**TEXT SEGMENT**
All posts by hgjustin

No Soup for You: When Beautiful Soup Doesn’t Like Your XML

Over the years, Beautiful Soup has probably saved us more hours on scraping, data collection, and other projects than we can count. Crummy’s landing page for the library even says:

Beautiful Soup is here to help. Since 2004, it’s been saving programmers hours or days of work on quick-turnaround screen scraping projects.

You can plot me directly in the “days” column. When I’m starting a Python project that requires me to parse through HTML data, the first dependency I’ll pull is BeautifulSoup. It makes what would normally be a nasty Perl-esque mess into a something nice and Pythonic, keeping sanity intact. But what about structured data other than HTML? I’ve also learned that BS can be a huge boon for XML data, but not without a couple of speed bumps.

Enter data from the client (not real data, but play along for a moment):

<xml>
  <sport name="baseball">
    <team name="Braves" city="Atlanta">
        <link>
          <url>http://atlanta.braves.mlb.com</url>
        </link>
    </team>
  </sport>
</xml>

Seems well-structured! Our customer just needs all the links that we have in the data. We fire up our editor of choice and roll up our sleeves.

**DATA SECTION**
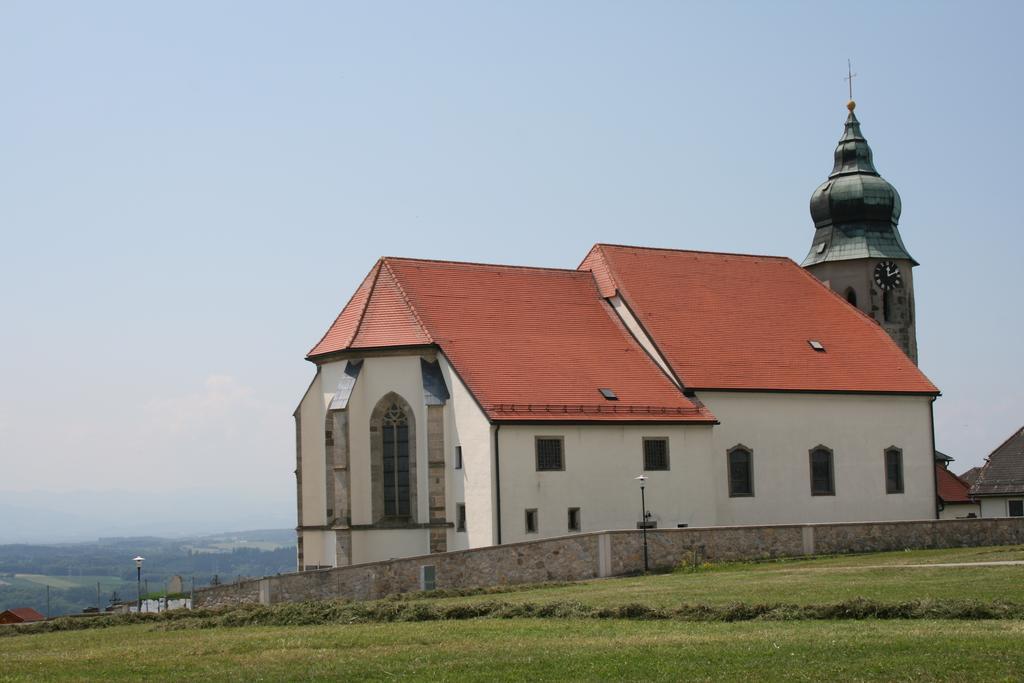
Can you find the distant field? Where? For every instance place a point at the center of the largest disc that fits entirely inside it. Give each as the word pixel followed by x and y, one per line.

**GIVEN INSTRUCTION 1**
Return the passage of the Beautiful Soup post between "All posts by" and "screen scraping projects.", inclusive.
**GIVEN INSTRUCTION 2**
In two sentences, summarize the Beautiful Soup post.

**FULL SOLUTION 1**
All posts by hgjustin

No Soup for You: When Beautiful Soup Doesn’t Like Your XML

Over the years, Beautiful Soup has probably saved us more hours on scraping, data collection, and other projects than we can count. Crummy’s landing page for the library even says:

Beautiful Soup is here to help. Since 2004, it’s been saving programmers hours or days of work on quick-turnaround screen scraping projects.

**FULL SOLUTION 2**
Beautiful Soup is the first dependency the author pulls for parsing HTML in Python, because it turns what would be a messy job into something clean and Pythonic and has saved many hours or days of work. The library can also help greatly with XML, though not without some speed bumps, as the post begins to show with sample client data about a baseball team from which all the links must be collected.